• _Extract provided_:
----------------------------------------

There has been an awful lot of rubbish talked about banking over the last few years, including the idea that banks should be split into the nice, solid, reliable "High Street banks" and evil, risk-taking, "casino" banks.
Except that the evidence simply doesn't bear out this analysis, as A Very British Dude points out very succinctly.
Nowhere did investment banking losses pull a retail bank down, or requrire one to take government bail-out money: let's look at the UK banking sector:
- Lloyds TSB: Safe, solvent, straighthforward Retail bank, until it was persuaded to buy HBoS by Economic Jonah, Gordon Brown.
- HBoS (Halifax, Bank of Scotland): mainly retail, Large Mortgage Business, which went belly-up and took Lloyds TSB with it too.
- Royal Bank of Scotland, very small investment bank, Largest UK retail operation, big Corporate loan book, whose purchase of ING ABN Amro strained its balance sheet to breaking point. It's failure was hubris, not Investment banking.
- HSBC: Universal Bank, large global retail and investment banking operations, now trading at the same shareprice it was before the crisis, and is still paying dividends.
- Barclays: Large UK retail bank, overseas operations, buccaneering and ambitious investment bank, who were raised funds from private investors and just managed to keep out of Government hands.
- Standard Chartered: International corporate and retail bank, mainly Asia and Africa - no problem at all.
- Northern Rock: Ex Building society turned Mortgage and Retail, bailed out by a Labour government because they couldn't bear to see anyone make money and wanted to save jobs in key marginals.
- Bradford & Bingley: See Northern Rock. Eventually bought by Spanish banking group, Santander.

----------------------------------------

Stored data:
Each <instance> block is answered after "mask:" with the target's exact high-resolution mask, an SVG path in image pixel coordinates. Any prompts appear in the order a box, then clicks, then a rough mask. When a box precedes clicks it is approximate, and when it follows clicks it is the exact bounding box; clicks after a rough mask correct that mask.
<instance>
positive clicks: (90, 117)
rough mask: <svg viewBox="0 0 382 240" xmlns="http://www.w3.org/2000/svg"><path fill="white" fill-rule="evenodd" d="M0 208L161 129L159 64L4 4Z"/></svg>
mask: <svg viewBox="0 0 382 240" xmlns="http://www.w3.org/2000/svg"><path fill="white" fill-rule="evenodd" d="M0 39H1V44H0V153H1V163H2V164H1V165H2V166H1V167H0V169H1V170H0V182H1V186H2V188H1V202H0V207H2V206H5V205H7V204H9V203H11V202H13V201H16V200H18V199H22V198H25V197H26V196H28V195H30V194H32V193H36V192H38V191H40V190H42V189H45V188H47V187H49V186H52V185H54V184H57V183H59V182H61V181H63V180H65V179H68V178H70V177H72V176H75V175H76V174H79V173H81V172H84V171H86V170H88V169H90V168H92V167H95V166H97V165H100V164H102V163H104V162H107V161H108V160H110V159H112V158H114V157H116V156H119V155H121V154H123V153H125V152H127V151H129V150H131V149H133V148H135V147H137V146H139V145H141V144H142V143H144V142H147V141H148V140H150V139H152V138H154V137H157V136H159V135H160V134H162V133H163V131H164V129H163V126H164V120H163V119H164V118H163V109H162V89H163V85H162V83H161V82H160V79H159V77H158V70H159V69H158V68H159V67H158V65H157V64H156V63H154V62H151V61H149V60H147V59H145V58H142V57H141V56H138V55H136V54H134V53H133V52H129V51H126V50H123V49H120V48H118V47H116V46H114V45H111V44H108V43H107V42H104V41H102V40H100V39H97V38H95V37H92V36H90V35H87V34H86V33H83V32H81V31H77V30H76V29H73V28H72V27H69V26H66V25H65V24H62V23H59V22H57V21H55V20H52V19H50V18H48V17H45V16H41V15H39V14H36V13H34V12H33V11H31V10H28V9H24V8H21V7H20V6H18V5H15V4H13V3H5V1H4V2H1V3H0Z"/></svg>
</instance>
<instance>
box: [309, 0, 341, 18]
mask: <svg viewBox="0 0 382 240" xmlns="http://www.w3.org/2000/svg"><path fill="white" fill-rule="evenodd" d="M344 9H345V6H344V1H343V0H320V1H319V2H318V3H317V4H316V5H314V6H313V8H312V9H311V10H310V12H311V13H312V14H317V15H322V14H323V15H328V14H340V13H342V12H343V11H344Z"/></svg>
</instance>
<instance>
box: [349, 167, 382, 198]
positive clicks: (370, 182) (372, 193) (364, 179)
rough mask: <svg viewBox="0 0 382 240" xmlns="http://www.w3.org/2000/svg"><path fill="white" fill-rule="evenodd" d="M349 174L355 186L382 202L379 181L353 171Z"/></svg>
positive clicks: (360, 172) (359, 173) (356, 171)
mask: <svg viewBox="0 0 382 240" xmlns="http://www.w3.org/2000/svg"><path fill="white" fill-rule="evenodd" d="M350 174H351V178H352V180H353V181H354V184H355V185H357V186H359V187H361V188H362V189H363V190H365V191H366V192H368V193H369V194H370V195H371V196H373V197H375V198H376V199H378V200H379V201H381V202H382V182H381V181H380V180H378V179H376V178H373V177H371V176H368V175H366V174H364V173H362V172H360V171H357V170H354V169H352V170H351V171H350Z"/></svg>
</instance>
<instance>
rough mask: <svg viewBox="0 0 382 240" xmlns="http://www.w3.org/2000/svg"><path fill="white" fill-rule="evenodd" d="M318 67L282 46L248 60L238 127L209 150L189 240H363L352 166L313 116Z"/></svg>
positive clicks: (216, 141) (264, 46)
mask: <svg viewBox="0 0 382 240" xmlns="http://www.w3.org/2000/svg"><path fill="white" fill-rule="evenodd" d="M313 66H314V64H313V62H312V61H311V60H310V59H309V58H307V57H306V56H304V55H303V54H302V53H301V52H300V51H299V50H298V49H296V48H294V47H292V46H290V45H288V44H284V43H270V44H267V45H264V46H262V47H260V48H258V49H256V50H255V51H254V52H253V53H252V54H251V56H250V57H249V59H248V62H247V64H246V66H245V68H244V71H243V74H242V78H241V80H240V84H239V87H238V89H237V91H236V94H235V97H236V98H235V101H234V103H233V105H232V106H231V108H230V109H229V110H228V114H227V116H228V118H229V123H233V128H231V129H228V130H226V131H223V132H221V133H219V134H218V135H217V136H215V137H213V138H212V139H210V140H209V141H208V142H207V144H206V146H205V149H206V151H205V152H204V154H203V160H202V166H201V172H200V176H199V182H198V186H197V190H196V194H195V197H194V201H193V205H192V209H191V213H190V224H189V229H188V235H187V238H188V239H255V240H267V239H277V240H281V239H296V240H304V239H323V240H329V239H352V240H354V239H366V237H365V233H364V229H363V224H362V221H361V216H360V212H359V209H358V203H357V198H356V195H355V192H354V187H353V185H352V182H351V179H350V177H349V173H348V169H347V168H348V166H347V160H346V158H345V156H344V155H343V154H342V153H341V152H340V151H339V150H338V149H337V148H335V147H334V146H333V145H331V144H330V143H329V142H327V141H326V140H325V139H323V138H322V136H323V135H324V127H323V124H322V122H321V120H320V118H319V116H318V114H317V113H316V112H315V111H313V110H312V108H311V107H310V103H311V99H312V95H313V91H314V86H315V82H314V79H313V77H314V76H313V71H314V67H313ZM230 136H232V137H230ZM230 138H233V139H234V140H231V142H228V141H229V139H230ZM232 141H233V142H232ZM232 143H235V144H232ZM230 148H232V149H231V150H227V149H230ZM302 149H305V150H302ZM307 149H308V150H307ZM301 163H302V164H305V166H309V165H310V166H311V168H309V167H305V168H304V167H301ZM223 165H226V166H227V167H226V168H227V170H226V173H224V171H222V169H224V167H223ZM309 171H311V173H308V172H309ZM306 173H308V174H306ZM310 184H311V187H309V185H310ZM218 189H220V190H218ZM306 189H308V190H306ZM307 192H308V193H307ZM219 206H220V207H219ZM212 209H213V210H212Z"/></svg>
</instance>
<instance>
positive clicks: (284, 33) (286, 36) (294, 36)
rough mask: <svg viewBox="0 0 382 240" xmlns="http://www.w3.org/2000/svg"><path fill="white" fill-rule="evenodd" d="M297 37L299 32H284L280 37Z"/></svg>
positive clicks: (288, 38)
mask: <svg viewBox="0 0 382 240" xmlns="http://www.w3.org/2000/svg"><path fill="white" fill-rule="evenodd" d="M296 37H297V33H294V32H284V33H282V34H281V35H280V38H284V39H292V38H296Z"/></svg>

----------------------------------------

• _What you need to do_:
**a)** In the piece on UK banks, which banking group eventually bought Bradford & Bingley?
**b)** Carry on the piece about UK banks from the point where it stops.
Nothing in the records is needed here.

• _Results for each task_:
**a)** Santander, a Spanish banking group.

**b)**
Let's look at the evidence: Of the two "universal banks" listed in the UK, neither had to touch the UK taxpayer for money. HSBC was able to cope with the crash on it's own resources and Barclays was able to use its contacts from the investment bank to touch sovereign wealth investors, who have now been paid back. The banks which had got into trouble were either Mortgage banks without a large retail business from which the Mortgages were funded: Northern Rock and Bradford and Bingley, or they were banks who sailed close to the minimum Capital adequacy ratio like Royal Bank of Scotland. Or, like HBoS, Both.
So, the conventional wisdom simply isn't on the money.
However, that doesn't mean that there are not problems with the banking industry—there are. And one of the most fundamental wrongs is the fact that once you put your money in a bank, it no longer belongs to you.
The Cobden Centre outlines the background.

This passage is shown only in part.